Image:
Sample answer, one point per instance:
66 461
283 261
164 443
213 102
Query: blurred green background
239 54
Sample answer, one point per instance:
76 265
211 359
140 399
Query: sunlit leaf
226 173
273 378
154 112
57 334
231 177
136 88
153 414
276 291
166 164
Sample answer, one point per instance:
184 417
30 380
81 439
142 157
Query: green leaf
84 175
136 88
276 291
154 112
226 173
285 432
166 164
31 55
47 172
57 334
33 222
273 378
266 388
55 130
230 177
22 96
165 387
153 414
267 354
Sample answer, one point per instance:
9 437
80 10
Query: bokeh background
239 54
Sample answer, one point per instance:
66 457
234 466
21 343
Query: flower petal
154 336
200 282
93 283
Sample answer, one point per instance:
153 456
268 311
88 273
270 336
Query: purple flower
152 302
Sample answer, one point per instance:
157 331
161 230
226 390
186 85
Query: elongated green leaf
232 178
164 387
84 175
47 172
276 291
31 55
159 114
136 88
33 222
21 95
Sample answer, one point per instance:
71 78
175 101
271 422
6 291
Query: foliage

+ + + + +

▶ What the task requires: Put every line of the items above into a JSON list of strings, one string per line, leaving out blank lines.

▶ The solution:
[
  "Image:",
  "Sample answer, one point per instance:",
  "66 461",
  "283 261",
  "164 443",
  "213 102",
  "Query: blurred green background",
  "239 54",
  "Sample answer, one point per instance:",
  "76 265",
  "211 359",
  "140 399",
  "Query: sunlit leaf",
  "226 173",
  "273 378",
  "154 112",
  "57 334",
  "231 177",
  "136 88",
  "153 414",
  "276 291",
  "166 164",
  "Sample answer, one point per instance:",
  "184 417",
  "30 380",
  "81 439",
  "142 157",
  "Query: green leaf",
  "84 175",
  "136 88",
  "276 291",
  "154 112",
  "226 173",
  "285 432",
  "166 164",
  "31 55",
  "47 172",
  "57 334",
  "33 222",
  "273 378",
  "266 388",
  "55 130",
  "230 177",
  "22 96",
  "165 387",
  "153 414",
  "267 354",
  "Sample answer, one point per instance:",
  "9 437",
  "80 10",
  "Query: bokeh background",
  "239 54",
  "Sample answer, one point per instance:",
  "66 457",
  "234 466",
  "21 343",
  "Query: flower petal",
  "154 336",
  "200 282",
  "93 283",
  "Sample answer, one point per instance:",
  "153 456",
  "268 311",
  "88 273",
  "270 336",
  "Query: purple flower",
  "152 302",
  "Sample answer, one point per instance:",
  "157 331",
  "161 230",
  "226 390",
  "186 85",
  "Query: elongated green leaf",
  "232 178",
  "164 387",
  "84 175",
  "47 172",
  "276 291",
  "31 55",
  "159 114",
  "136 88",
  "33 222",
  "21 95",
  "Sample answer, one point per instance:",
  "71 78",
  "175 101",
  "271 422",
  "6 291",
  "Query: foliage"
]